Given information ->
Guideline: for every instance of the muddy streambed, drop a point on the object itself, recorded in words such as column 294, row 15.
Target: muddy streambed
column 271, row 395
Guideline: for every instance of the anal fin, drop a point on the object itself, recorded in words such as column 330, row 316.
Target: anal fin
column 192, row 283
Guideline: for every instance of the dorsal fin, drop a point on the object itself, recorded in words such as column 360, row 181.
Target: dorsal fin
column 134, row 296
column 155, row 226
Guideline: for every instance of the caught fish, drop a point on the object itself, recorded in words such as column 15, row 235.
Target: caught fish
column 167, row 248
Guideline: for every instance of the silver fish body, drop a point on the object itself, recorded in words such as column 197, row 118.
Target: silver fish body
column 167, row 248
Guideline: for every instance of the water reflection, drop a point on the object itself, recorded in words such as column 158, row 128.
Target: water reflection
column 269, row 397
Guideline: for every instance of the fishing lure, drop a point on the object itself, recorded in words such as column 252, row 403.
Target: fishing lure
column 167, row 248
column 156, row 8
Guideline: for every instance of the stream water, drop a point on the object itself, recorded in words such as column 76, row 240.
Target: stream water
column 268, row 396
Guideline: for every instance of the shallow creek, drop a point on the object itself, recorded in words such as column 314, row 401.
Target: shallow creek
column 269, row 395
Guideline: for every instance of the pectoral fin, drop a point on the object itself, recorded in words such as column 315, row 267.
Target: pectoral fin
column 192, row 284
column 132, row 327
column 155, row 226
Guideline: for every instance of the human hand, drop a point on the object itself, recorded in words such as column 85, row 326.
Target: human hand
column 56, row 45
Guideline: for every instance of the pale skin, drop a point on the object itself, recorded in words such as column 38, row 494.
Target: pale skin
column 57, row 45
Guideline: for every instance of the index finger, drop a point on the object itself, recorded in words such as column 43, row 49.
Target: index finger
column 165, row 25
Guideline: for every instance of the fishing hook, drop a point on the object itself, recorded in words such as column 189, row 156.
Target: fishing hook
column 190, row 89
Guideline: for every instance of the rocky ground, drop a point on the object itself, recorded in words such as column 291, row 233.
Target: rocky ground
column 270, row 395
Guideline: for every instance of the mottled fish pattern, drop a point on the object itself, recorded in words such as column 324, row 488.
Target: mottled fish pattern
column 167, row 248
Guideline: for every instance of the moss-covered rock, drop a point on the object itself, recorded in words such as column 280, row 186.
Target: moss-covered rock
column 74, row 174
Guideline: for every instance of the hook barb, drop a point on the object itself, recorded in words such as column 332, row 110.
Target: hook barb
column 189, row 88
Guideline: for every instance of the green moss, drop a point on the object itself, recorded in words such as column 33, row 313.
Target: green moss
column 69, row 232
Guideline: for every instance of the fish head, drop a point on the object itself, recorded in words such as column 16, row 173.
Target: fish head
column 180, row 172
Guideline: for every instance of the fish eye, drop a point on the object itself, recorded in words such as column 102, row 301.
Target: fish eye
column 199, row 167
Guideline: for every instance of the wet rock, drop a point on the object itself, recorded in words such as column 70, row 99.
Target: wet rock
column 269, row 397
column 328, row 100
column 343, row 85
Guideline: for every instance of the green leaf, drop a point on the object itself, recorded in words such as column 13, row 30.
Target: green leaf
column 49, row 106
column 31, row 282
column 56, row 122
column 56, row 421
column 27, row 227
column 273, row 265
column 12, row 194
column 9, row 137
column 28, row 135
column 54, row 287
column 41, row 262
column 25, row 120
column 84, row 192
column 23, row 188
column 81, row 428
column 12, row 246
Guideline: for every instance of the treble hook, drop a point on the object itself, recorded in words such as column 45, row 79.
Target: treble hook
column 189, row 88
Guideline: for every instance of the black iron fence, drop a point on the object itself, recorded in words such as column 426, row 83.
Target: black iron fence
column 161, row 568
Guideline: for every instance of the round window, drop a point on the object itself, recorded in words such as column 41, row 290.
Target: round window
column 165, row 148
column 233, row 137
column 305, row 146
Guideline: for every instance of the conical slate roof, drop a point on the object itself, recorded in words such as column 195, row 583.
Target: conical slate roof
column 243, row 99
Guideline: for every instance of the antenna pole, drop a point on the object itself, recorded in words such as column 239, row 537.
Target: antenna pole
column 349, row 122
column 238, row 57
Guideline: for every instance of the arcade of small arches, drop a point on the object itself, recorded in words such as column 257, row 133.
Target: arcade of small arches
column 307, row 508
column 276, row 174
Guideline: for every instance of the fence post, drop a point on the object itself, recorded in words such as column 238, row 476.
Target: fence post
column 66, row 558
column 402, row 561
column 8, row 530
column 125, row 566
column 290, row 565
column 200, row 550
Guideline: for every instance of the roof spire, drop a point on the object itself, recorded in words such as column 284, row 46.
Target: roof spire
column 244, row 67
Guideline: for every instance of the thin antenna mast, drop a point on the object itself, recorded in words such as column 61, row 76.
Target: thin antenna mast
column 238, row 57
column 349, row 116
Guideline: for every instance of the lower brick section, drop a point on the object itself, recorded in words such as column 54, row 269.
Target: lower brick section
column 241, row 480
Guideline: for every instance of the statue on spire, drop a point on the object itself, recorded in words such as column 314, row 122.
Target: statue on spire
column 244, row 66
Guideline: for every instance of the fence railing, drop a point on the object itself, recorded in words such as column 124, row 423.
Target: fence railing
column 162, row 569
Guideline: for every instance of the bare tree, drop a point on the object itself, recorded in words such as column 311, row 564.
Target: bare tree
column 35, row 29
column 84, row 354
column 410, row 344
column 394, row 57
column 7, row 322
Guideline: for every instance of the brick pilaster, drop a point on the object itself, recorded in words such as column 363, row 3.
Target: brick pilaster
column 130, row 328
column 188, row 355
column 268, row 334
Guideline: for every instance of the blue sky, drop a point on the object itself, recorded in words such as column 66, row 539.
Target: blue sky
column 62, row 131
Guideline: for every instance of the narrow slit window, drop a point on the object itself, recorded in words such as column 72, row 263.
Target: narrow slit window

Exercise instructions -> Reproduce all of the entries above word for word, leaving out nothing and changing nothing.

Finished exercise ->
Guideline: for every instance of the muddy streambed, drop a point on the object itself, recorded in words such as column 294, row 15.
Target: muddy streambed
column 271, row 395
Guideline: for every instance of the anal fin, drop a point on the object itself, recorded in words such as column 330, row 316.
Target: anal fin
column 192, row 283
Guideline: for every instance of the dorsal fin, drop a point on the object itself, recorded in words such as column 360, row 181.
Target: dorsal fin
column 134, row 296
column 155, row 226
Guideline: for every instance of the caught fish, drop a point on the object itself, recorded in words such as column 15, row 235.
Target: caught fish
column 167, row 248
Guideline: for every instance of the silver fish body, drop a point on the object itself, recorded in words such as column 197, row 118.
Target: silver fish body
column 167, row 248
Guideline: for every instance of the water reflection, drop a point on the object itself, recorded in words such as column 158, row 128.
Target: water reflection
column 269, row 397
Guideline: for every instance of the fishing lure, drop a point on the object itself, recorded in words such as column 252, row 403.
Target: fishing lure
column 167, row 248
column 156, row 8
Guideline: for every instance of the stream water, drop a point on the object itself, recorded in words such as column 76, row 240.
Target: stream water
column 268, row 396
Guideline: for every instance of the shallow creek, drop a point on the object itself, recorded in words such as column 314, row 401.
Target: shallow creek
column 269, row 395
Guideline: for every instance of the pectoral fin, drop a point on the object itself, recorded in words such as column 315, row 267.
Target: pectoral fin
column 192, row 284
column 132, row 327
column 155, row 226
Guideline: for every instance of the human hand, drop a point on the object itself, recorded in words such as column 85, row 326.
Target: human hand
column 56, row 45
Guideline: for every instance of the pale skin, drop a point on the object itself, recorded in words such as column 38, row 494.
Target: pale skin
column 57, row 45
Guideline: for every instance of the index finger, drop a point on the object itself, recorded in words such as column 43, row 49.
Target: index finger
column 165, row 25
Guideline: for every instance of the fishing hook, drop a point on the object itself, recorded in words such as column 189, row 156.
Target: fishing hook
column 190, row 89
Guideline: for every instance of the rocky ground, drop a point on the object itself, recorded in words such as column 291, row 233.
Target: rocky ground
column 270, row 395
Guideline: for every instance of the mottled fish pattern, drop a point on the object itself, recorded in words such as column 324, row 488.
Target: mottled fish pattern
column 167, row 248
Guideline: for every instance of the moss-covered rock, drop a point on the object itself, recorded in words such as column 280, row 186.
Target: moss-covered rock
column 74, row 174
Guideline: for every instance of the hook barb, drop a point on the object itself, recorded in words such as column 332, row 110.
Target: hook barb
column 189, row 88
Guideline: for every instance of the green moss, drop a point on the object itself, recorded in words such as column 33, row 313.
Target: green moss
column 69, row 232
Guideline: for every instance of the fish head, drop a point on the object itself, recorded in words such as column 16, row 173.
Target: fish head
column 180, row 172
Guideline: for every instance of the fish eye, drop a point on the object itself, recorded in words such as column 102, row 301.
Target: fish eye
column 199, row 167
Guideline: for every instance of the wet rock, drop a point on the object itself, recorded in words such as column 70, row 99.
Target: wet rock
column 269, row 397
column 328, row 100
column 343, row 85
Guideline: for every instance of the green leaf, drop a point on the object itself, recorded in words such as column 13, row 30.
Target: green leaf
column 49, row 106
column 31, row 282
column 56, row 122
column 56, row 421
column 27, row 227
column 273, row 265
column 12, row 194
column 9, row 137
column 28, row 135
column 54, row 287
column 41, row 262
column 25, row 120
column 84, row 192
column 23, row 188
column 81, row 428
column 12, row 246
Guideline: for every instance of the treble hook, drop a point on the object itself, recorded in words such as column 45, row 79.
Target: treble hook
column 189, row 88
Guideline: for every instance of the black iron fence, drop a point on the object itself, recorded in words such as column 426, row 83.
Target: black iron fence
column 161, row 568
Guideline: for every instance of the round window, drop a point on the object itself, recorded in words such as column 41, row 290.
Target: round window
column 165, row 148
column 233, row 137
column 305, row 146
Guideline: for every instance of the conical slate roof, drop a point on the object itself, recorded in words such as column 195, row 583.
Target: conical slate roof
column 243, row 99
Guideline: for every instance of the antenna pole, drop a point on the object itself, recorded in words such as column 239, row 537.
Target: antenna pole
column 349, row 122
column 238, row 57
Guideline: for every instance of the arcade of small arches, drop a point on the object itself, recorded in words such as column 257, row 133.
Target: arcade of small arches
column 307, row 508
column 276, row 174
Guideline: for every instance of the fence post, drop a point on the object itself, recorded in words such as column 238, row 476.
Target: fence post
column 66, row 558
column 402, row 561
column 8, row 530
column 125, row 566
column 290, row 565
column 200, row 550
Guideline: for every instance of the roof spire, drop a point on the object itself, recorded in words such as column 284, row 46.
Target: roof spire
column 244, row 67
Guideline: for every instance of the thin antenna mast, drop a point on the object itself, recorded in words such as column 61, row 76.
Target: thin antenna mast
column 238, row 57
column 349, row 116
Guideline: for every instance of the lower brick section, drop a point on the object itself, recorded in words such as column 54, row 269.
Target: lower brick section
column 241, row 480
Guideline: for every instance of the statue on spire, drop a point on the object itself, recorded in words such as column 314, row 122.
Target: statue on spire
column 244, row 66
Guideline: for every instance of the fence railing, drop a point on the object itself, recorded in words such as column 124, row 423.
Target: fence railing
column 162, row 569
Guideline: for every instance of the bare tree, drop a point on the object itself, recorded in words such as column 311, row 564.
Target: bare tree
column 35, row 29
column 84, row 354
column 410, row 344
column 394, row 57
column 7, row 322
Guideline: for every instance of the brick pilaster, drop a point on the object itself, recorded in words such as column 363, row 3.
Target: brick pilaster
column 130, row 328
column 188, row 355
column 268, row 334
Guideline: for every instance of the blue sky, drop a point on the object itself, recorded in words such as column 66, row 539.
Target: blue sky
column 62, row 131
Guideline: for every instance of the narrow slit window, drop a point on the object itself, recorded in words such as column 72, row 263.
Target: narrow slit window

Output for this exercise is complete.